▸ **What you need to do**: List each line of the rows below that contains the word "blue".

▸ **Records**:

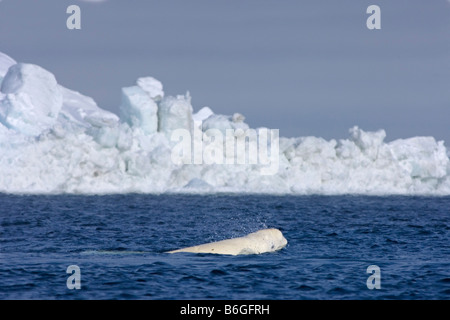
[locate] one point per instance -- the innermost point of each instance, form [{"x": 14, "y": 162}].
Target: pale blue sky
[{"x": 304, "y": 67}]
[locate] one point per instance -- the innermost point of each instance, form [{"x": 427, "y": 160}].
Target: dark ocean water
[{"x": 118, "y": 242}]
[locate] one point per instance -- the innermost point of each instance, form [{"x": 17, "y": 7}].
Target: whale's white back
[{"x": 266, "y": 240}]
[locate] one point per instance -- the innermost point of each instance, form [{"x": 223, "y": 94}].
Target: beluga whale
[{"x": 266, "y": 240}]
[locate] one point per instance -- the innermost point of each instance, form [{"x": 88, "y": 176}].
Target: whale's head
[{"x": 269, "y": 239}]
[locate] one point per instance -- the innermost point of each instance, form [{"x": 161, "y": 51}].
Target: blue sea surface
[{"x": 119, "y": 244}]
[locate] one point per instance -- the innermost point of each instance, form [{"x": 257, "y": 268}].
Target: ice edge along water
[{"x": 54, "y": 140}]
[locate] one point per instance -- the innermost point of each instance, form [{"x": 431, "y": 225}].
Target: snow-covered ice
[{"x": 55, "y": 140}]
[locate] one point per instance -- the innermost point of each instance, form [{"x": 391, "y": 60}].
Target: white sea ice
[{"x": 55, "y": 140}]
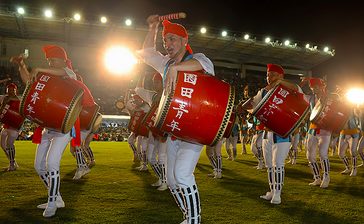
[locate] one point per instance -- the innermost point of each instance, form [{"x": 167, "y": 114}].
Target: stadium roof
[{"x": 231, "y": 51}]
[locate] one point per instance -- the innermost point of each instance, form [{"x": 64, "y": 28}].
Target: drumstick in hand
[{"x": 178, "y": 15}]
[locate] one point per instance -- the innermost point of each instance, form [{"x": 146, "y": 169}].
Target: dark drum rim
[
  {"x": 74, "y": 109},
  {"x": 23, "y": 99},
  {"x": 263, "y": 101},
  {"x": 226, "y": 118}
]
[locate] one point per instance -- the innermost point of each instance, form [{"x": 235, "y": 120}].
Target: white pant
[
  {"x": 8, "y": 137},
  {"x": 346, "y": 141},
  {"x": 182, "y": 158},
  {"x": 319, "y": 141},
  {"x": 274, "y": 153},
  {"x": 50, "y": 151}
]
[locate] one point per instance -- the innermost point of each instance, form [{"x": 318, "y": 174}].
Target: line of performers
[
  {"x": 171, "y": 123},
  {"x": 62, "y": 109}
]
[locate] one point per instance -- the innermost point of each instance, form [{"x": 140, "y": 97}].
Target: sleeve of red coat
[{"x": 87, "y": 99}]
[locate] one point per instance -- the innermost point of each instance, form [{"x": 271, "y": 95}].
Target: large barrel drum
[
  {"x": 198, "y": 110},
  {"x": 136, "y": 124},
  {"x": 88, "y": 117},
  {"x": 53, "y": 102},
  {"x": 330, "y": 113},
  {"x": 282, "y": 110},
  {"x": 10, "y": 115}
]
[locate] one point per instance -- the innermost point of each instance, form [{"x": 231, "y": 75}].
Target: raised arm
[{"x": 151, "y": 37}]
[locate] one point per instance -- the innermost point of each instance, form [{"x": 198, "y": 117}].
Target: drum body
[
  {"x": 136, "y": 123},
  {"x": 198, "y": 110},
  {"x": 88, "y": 117},
  {"x": 10, "y": 115},
  {"x": 53, "y": 102},
  {"x": 282, "y": 110},
  {"x": 330, "y": 114},
  {"x": 149, "y": 121}
]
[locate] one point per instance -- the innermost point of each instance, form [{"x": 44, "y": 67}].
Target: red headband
[
  {"x": 176, "y": 29},
  {"x": 275, "y": 68},
  {"x": 12, "y": 85}
]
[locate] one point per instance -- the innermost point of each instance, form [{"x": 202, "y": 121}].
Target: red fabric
[
  {"x": 37, "y": 135},
  {"x": 54, "y": 51},
  {"x": 12, "y": 85},
  {"x": 87, "y": 99},
  {"x": 177, "y": 29},
  {"x": 76, "y": 141},
  {"x": 275, "y": 68},
  {"x": 174, "y": 28},
  {"x": 316, "y": 82}
]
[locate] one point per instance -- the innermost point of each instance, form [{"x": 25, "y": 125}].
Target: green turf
[{"x": 114, "y": 193}]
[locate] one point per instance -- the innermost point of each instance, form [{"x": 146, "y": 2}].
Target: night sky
[{"x": 322, "y": 22}]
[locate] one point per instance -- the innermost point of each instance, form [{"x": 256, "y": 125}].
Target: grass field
[{"x": 113, "y": 192}]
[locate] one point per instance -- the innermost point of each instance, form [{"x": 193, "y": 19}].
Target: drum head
[
  {"x": 97, "y": 123},
  {"x": 316, "y": 110},
  {"x": 120, "y": 104}
]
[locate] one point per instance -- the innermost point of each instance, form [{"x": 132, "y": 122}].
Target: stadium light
[
  {"x": 355, "y": 96},
  {"x": 203, "y": 30},
  {"x": 128, "y": 22},
  {"x": 77, "y": 16},
  {"x": 48, "y": 13},
  {"x": 103, "y": 19},
  {"x": 119, "y": 60},
  {"x": 21, "y": 10}
]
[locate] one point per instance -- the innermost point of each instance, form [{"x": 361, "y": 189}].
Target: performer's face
[
  {"x": 56, "y": 63},
  {"x": 273, "y": 77},
  {"x": 174, "y": 45}
]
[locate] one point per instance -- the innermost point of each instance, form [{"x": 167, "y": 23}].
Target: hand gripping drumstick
[{"x": 178, "y": 15}]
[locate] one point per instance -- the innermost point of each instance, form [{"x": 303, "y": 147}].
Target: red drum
[
  {"x": 230, "y": 125},
  {"x": 97, "y": 123},
  {"x": 136, "y": 123},
  {"x": 282, "y": 110},
  {"x": 10, "y": 114},
  {"x": 198, "y": 110},
  {"x": 149, "y": 120},
  {"x": 88, "y": 117},
  {"x": 53, "y": 102},
  {"x": 330, "y": 113}
]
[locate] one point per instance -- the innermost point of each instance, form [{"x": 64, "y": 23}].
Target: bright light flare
[
  {"x": 48, "y": 13},
  {"x": 355, "y": 96},
  {"x": 119, "y": 60}
]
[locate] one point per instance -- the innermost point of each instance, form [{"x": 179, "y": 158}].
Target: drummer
[
  {"x": 52, "y": 143},
  {"x": 9, "y": 134},
  {"x": 318, "y": 138},
  {"x": 182, "y": 156},
  {"x": 275, "y": 148}
]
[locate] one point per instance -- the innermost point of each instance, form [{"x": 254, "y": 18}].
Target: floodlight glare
[
  {"x": 119, "y": 60},
  {"x": 77, "y": 16},
  {"x": 21, "y": 11},
  {"x": 48, "y": 13},
  {"x": 203, "y": 30},
  {"x": 103, "y": 19},
  {"x": 128, "y": 22}
]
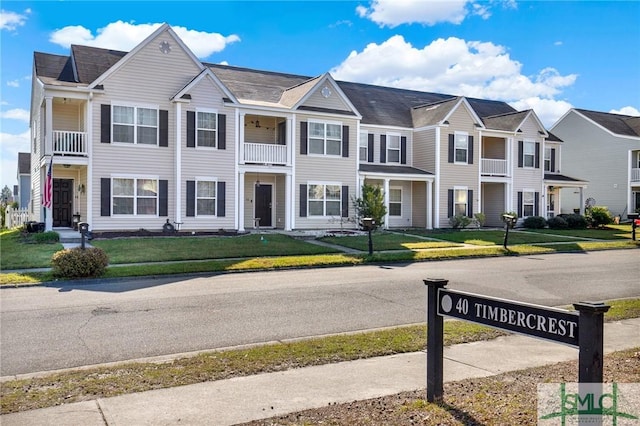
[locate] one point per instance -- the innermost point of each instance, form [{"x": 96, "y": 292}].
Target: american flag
[{"x": 47, "y": 197}]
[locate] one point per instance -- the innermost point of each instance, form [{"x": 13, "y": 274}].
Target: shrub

▸ **Solution to this exercise**:
Target: pale blue sky
Target: blue sea surface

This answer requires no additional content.